• [PROBLEM DESCRIPTION] Print verbatim every line starting at the one that contains "tag the roadway" and ending at the final line of the records; include both endpoints.

• [LISTING]

##########

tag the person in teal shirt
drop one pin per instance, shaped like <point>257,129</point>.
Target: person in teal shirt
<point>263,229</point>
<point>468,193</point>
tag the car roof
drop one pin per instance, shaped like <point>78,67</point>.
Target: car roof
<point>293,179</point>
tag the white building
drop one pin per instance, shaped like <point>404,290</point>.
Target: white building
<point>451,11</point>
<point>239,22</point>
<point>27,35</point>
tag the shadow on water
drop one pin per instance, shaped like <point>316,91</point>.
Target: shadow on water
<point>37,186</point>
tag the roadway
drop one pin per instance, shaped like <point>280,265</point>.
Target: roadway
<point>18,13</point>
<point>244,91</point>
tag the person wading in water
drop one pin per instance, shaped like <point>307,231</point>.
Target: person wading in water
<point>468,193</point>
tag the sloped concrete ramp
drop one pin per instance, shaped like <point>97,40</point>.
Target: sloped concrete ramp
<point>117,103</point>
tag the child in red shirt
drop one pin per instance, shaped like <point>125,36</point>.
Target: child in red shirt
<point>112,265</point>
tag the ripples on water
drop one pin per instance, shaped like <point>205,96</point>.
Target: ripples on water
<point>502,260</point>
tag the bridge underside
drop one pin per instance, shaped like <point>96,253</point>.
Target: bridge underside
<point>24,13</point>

##########

• [RESULT BELOW]
tag the roadway
drop one pin per instance, shaped like <point>280,265</point>.
Target: roadway
<point>18,13</point>
<point>244,91</point>
tag the person wading in water
drop one pin per instance, shaped like <point>307,231</point>.
Target: person wading in water
<point>468,193</point>
tag the sloped concrete ramp
drop one pin per instance, shaped like <point>97,40</point>.
Target: sloped concrete ramp
<point>117,103</point>
tag the child in red shirt
drop one pin per instance, shaped like <point>125,36</point>.
Target: child in red shirt
<point>112,265</point>
tag the ripples on water
drop one pin per instance, shaped like <point>205,96</point>.
Target: ripples on water
<point>502,260</point>
tag the bridge underside
drop one pin per instance, shaped like <point>96,253</point>.
Target: bridge underside
<point>24,13</point>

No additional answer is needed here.